EXERCISE GOAL ->
Give back exactly the lines from the one containing "Can you find the green foliage?" through the end of the records, including both, and no others.

══ GIVEN RECORDS ══

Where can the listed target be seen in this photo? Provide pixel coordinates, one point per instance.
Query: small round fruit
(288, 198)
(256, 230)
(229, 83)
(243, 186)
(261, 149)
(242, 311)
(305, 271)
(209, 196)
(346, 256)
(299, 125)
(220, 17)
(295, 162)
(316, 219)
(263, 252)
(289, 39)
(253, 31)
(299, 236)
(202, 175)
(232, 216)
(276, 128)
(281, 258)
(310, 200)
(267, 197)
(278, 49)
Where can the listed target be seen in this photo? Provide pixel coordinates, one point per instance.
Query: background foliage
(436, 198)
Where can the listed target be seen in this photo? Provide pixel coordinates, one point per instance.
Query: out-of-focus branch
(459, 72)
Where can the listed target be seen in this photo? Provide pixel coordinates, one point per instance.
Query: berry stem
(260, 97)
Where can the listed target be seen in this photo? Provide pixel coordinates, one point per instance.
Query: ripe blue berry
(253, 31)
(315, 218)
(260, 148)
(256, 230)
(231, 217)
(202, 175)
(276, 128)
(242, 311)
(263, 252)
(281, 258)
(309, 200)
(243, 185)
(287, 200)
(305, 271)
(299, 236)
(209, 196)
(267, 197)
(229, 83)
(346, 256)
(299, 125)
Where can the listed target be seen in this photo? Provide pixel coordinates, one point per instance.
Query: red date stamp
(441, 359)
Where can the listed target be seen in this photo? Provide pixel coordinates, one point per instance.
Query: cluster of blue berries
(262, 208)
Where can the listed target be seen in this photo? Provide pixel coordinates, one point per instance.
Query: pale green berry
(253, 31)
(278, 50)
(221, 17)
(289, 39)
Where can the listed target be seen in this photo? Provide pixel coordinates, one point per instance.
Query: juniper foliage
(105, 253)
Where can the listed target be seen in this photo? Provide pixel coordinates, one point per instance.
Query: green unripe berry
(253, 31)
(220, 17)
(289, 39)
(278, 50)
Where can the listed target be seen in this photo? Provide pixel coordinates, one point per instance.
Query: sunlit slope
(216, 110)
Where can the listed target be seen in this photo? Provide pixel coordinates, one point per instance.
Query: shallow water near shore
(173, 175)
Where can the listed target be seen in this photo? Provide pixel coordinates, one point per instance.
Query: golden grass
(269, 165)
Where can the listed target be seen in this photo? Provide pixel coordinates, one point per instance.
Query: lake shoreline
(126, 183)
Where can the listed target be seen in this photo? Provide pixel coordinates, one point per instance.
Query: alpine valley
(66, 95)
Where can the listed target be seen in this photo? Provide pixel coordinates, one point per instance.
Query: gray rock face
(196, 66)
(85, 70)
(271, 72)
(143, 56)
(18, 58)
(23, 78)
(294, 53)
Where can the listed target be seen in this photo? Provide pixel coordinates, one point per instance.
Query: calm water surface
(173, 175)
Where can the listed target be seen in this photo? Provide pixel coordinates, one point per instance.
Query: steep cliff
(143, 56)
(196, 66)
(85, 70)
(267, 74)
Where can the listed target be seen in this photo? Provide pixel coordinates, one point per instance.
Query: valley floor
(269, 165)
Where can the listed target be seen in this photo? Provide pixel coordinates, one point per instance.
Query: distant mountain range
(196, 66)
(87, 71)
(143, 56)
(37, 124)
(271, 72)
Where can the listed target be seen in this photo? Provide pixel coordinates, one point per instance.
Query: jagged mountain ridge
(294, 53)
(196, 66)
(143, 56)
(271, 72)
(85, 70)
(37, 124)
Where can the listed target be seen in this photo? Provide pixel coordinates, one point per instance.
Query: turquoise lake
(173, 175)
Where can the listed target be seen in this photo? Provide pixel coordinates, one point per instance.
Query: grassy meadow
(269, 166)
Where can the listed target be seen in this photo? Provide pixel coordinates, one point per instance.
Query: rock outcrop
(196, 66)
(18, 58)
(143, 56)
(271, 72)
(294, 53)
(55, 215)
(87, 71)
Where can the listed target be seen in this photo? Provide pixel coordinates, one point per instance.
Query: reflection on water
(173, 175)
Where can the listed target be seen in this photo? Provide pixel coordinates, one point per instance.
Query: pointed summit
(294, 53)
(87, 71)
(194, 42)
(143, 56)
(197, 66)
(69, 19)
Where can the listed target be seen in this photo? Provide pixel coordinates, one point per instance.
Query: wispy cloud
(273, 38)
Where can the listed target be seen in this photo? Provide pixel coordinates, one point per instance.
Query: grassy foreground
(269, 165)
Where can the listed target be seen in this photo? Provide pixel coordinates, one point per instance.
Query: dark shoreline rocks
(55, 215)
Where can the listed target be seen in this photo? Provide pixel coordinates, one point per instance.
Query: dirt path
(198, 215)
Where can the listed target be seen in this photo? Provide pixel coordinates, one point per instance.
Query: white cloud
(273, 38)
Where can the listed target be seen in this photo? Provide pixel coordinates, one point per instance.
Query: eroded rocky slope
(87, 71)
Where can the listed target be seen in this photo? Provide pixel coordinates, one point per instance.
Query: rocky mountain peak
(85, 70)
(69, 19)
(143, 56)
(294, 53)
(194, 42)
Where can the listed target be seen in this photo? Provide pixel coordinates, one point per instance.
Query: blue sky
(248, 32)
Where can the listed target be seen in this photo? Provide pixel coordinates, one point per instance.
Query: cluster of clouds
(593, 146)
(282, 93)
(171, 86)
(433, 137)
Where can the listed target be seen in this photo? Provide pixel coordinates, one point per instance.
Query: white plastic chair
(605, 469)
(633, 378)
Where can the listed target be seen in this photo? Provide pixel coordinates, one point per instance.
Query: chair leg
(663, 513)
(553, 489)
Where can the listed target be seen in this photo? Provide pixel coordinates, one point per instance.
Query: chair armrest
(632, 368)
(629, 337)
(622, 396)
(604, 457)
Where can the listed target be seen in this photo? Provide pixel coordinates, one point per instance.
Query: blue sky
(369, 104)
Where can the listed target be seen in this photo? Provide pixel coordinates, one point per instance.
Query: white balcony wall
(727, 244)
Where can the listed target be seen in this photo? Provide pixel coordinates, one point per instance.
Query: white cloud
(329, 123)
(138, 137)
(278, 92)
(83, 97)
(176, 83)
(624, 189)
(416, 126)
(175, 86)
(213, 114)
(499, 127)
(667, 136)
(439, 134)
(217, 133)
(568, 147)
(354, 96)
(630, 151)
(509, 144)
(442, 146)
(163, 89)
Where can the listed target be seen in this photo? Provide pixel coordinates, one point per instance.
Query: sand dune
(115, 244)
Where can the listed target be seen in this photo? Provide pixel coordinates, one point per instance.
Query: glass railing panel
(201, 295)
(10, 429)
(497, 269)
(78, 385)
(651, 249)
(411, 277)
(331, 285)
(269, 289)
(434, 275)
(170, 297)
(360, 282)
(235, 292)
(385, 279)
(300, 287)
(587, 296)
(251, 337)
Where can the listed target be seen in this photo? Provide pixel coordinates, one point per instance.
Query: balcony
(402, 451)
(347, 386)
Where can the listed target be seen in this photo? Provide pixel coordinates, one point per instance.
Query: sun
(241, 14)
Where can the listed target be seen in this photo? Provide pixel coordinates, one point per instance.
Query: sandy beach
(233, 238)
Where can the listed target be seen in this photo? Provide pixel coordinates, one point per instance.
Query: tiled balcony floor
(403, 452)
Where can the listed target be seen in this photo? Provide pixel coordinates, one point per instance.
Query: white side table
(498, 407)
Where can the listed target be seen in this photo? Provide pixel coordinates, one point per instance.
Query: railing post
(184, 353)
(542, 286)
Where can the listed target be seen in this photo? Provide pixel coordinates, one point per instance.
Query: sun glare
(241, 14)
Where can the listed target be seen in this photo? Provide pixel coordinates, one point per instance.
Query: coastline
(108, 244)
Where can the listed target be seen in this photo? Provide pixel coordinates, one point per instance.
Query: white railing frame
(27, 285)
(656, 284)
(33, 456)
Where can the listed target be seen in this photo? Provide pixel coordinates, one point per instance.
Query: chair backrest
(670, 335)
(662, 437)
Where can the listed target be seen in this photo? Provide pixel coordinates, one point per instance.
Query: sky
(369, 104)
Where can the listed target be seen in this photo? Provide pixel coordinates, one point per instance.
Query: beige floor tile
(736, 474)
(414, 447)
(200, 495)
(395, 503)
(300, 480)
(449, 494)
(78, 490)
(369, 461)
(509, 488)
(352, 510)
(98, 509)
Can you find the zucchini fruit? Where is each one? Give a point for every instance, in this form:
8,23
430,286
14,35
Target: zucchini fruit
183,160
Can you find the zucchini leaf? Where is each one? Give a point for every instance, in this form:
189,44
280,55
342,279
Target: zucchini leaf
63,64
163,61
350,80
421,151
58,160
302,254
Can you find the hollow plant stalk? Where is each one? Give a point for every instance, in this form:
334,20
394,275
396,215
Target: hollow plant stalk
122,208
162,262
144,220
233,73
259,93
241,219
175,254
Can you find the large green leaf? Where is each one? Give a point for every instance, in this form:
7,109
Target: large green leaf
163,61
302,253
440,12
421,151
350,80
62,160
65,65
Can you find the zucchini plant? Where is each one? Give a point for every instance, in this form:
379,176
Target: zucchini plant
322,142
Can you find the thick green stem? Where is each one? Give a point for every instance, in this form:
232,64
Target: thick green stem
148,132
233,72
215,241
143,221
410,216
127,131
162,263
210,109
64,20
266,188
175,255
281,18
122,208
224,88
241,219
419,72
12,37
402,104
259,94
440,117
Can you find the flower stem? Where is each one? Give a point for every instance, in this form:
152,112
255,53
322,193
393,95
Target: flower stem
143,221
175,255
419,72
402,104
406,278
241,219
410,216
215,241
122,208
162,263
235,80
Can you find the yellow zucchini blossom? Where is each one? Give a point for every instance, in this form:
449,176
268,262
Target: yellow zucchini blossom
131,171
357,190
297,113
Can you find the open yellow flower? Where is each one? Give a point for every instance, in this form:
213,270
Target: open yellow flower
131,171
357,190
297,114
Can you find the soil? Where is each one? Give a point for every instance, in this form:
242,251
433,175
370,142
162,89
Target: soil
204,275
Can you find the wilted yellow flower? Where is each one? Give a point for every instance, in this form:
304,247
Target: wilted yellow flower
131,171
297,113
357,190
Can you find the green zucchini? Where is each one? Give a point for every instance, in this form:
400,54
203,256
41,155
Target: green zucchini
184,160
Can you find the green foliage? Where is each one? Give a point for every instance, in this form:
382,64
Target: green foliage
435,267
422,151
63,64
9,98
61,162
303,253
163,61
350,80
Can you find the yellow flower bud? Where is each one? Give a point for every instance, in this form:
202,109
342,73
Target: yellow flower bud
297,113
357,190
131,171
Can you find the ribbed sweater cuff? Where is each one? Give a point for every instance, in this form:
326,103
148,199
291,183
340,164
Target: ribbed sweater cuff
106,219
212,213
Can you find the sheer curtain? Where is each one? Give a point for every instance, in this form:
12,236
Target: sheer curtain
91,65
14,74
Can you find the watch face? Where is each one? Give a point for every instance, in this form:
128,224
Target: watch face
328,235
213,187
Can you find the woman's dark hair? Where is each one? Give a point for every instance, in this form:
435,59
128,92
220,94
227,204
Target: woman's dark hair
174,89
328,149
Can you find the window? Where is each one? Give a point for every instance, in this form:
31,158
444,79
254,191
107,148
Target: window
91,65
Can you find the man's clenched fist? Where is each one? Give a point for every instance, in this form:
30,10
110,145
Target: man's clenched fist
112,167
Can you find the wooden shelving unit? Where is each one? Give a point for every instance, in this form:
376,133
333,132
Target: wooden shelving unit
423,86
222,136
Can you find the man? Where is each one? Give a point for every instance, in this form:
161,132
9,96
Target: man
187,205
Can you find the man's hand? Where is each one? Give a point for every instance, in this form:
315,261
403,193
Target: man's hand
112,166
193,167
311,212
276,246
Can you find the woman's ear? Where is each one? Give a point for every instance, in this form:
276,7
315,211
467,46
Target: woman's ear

═══

COMPLETE RESPONSE ->
Can you find the green foliage? Where is each one? Give a point for every instance, in this form:
382,64
Target: green foliage
435,267
422,151
63,64
9,98
61,162
303,253
163,61
350,80
Can you find the yellow flower bud? Where is each one? Give a point for every instance, in this form:
202,109
342,73
Target: yellow flower bud
297,113
357,190
131,171
Can you find the ribbed sweater cuff? Where is each one? Give a point for every instance, in this form:
326,103
148,199
291,183
340,164
Target: ribbed sweater cuff
106,219
212,213
Can you find the sheer curtain? Where is each one? Give a point for every instance, in this form:
12,236
Target: sheer curtain
91,65
14,74
Can you find the watch face? Where is each one? Give a point for every instance, in this form:
128,224
Target: watch face
328,235
213,187
Can you find the woman's dark hair? Where is each one? Give a point for every instance, in this form:
435,59
128,92
220,94
227,204
Target: woman's dark hair
174,89
328,149
Can you find the window? Where is each one? Give a point for every instance, in this form:
31,158
444,79
254,191
107,148
Target: window
91,65
Can you find the man's clenched fist? Where is each one? Give a point for every instance, in this form:
30,10
110,145
Target: man's clenched fist
112,167
Can you find the wooden shelving unit? Where is each one? Give a point for every instance, in this form:
376,133
333,132
Target: wooden shelving unit
423,86
222,136
Can you find the man? Where is each one? Give a point for every instance, in this form:
161,132
9,96
Target: man
187,205
Can you find the man's hand? Where is each one? Give a point for every instance, in this form:
315,261
403,193
Target: man's hand
112,166
193,167
311,212
276,246
Can you find the woman's ear? Where is each one? Give a point for every instance, in this form:
276,7
315,211
467,46
Target: woman's ear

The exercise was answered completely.